> [YOUR TASK]
Count how many lines below include the word "mounted". Answer with a number only.

START RECORDS TO PROCESS

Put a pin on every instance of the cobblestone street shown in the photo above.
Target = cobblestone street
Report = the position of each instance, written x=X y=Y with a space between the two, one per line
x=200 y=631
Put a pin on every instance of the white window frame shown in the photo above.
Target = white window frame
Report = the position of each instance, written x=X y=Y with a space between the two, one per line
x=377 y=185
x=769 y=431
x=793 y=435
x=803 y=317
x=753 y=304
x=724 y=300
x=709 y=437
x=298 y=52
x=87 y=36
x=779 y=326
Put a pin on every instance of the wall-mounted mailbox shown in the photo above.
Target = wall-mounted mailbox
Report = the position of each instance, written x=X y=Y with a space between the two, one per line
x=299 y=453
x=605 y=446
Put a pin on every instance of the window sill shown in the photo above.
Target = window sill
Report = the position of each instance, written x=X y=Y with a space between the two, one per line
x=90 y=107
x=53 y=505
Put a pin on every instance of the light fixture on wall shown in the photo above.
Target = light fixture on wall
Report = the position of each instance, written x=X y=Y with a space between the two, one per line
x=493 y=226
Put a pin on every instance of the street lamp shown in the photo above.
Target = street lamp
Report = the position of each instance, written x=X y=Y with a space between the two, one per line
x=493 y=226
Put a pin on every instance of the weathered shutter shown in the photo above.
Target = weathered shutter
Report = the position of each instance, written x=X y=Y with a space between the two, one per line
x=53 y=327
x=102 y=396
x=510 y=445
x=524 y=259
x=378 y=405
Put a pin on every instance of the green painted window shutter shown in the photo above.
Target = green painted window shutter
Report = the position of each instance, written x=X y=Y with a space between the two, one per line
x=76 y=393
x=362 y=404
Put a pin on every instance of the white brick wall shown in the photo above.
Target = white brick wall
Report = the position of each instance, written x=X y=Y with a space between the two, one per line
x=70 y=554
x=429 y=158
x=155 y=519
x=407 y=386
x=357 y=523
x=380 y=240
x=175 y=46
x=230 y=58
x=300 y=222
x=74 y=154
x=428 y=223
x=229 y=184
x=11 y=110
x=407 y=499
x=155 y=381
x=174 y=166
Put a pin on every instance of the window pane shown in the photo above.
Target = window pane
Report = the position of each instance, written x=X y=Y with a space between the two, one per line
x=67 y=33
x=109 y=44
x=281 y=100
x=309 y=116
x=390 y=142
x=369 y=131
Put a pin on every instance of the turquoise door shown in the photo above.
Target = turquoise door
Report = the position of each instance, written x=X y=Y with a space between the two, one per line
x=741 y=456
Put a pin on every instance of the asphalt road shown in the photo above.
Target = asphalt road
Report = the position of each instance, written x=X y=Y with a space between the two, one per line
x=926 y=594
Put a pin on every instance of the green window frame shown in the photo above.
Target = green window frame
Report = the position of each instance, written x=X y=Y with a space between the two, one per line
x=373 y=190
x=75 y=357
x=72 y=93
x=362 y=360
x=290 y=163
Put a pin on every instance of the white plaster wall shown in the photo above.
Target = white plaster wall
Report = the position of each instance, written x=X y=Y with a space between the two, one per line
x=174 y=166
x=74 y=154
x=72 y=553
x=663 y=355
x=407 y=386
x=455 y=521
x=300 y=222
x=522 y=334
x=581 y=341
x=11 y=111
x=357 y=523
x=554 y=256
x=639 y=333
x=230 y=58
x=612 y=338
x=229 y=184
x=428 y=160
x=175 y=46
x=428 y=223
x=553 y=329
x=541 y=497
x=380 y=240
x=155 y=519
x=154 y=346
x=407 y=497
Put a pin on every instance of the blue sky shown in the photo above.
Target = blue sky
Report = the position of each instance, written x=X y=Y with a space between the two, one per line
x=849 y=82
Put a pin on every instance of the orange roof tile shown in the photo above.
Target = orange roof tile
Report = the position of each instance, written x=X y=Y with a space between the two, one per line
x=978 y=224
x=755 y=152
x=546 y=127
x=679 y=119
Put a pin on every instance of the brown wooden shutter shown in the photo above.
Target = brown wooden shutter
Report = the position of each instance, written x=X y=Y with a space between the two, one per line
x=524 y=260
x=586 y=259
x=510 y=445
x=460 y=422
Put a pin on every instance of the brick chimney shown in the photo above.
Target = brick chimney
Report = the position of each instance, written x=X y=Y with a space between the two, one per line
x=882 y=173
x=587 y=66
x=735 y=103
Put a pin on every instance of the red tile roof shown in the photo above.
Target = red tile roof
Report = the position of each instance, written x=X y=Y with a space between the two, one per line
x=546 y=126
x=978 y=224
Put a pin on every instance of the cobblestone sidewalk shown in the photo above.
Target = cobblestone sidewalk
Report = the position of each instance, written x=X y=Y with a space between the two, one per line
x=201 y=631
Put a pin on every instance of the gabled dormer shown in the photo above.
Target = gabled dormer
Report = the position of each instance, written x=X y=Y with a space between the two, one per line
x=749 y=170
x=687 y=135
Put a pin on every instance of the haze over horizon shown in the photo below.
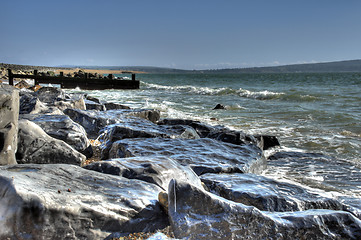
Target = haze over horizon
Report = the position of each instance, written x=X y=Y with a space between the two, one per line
x=185 y=34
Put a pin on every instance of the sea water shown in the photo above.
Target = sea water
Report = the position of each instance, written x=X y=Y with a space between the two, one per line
x=308 y=112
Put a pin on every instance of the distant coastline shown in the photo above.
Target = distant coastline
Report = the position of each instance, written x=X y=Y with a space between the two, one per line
x=338 y=66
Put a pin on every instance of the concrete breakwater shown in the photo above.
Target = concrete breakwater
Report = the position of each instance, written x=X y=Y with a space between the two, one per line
x=210 y=175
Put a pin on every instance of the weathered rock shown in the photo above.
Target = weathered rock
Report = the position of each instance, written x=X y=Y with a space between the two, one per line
x=224 y=134
x=35 y=146
x=9 y=114
x=267 y=194
x=30 y=104
x=68 y=202
x=112 y=106
x=93 y=121
x=219 y=106
x=196 y=214
x=50 y=95
x=94 y=106
x=63 y=128
x=157 y=170
x=202 y=155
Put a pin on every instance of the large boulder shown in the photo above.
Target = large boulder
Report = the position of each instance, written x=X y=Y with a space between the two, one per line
x=63 y=128
x=267 y=194
x=197 y=214
x=60 y=201
x=30 y=104
x=202 y=155
x=93 y=121
x=224 y=134
x=9 y=114
x=35 y=146
x=157 y=170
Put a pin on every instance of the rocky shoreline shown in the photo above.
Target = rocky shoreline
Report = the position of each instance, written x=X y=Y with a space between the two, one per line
x=150 y=174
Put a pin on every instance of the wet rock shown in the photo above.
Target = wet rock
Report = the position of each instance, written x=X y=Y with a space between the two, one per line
x=30 y=104
x=132 y=127
x=50 y=95
x=157 y=170
x=219 y=106
x=202 y=155
x=94 y=106
x=196 y=214
x=63 y=128
x=9 y=114
x=318 y=171
x=267 y=194
x=224 y=134
x=112 y=106
x=93 y=121
x=35 y=146
x=64 y=201
x=266 y=141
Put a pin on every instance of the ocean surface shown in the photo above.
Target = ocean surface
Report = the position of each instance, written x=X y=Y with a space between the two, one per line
x=310 y=113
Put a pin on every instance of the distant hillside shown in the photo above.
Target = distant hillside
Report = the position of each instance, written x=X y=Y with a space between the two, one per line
x=341 y=66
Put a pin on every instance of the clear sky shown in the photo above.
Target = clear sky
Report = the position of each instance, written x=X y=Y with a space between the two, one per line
x=187 y=34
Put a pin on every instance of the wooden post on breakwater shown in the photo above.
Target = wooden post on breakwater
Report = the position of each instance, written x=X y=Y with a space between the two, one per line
x=84 y=82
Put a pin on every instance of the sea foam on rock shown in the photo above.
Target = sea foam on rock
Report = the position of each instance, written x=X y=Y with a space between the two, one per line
x=57 y=201
x=93 y=121
x=9 y=114
x=35 y=146
x=157 y=170
x=63 y=128
x=197 y=214
x=267 y=194
x=202 y=155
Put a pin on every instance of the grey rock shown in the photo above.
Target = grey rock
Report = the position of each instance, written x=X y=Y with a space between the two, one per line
x=63 y=128
x=202 y=155
x=9 y=114
x=196 y=214
x=112 y=106
x=50 y=95
x=30 y=104
x=157 y=170
x=93 y=121
x=267 y=194
x=60 y=201
x=224 y=134
x=35 y=146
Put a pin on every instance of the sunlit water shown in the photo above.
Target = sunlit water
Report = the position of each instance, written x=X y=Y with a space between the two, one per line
x=319 y=113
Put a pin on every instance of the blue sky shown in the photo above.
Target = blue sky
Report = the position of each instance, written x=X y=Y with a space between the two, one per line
x=195 y=34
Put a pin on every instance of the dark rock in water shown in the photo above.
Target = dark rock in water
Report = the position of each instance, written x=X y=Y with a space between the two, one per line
x=112 y=106
x=196 y=214
x=266 y=141
x=267 y=194
x=203 y=155
x=157 y=170
x=219 y=106
x=93 y=99
x=9 y=114
x=63 y=128
x=224 y=134
x=93 y=121
x=68 y=202
x=35 y=146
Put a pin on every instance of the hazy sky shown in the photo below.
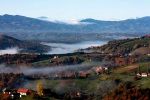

END RECORDS TO PROCESS

> [RESULT OF THE EXERCISE]
2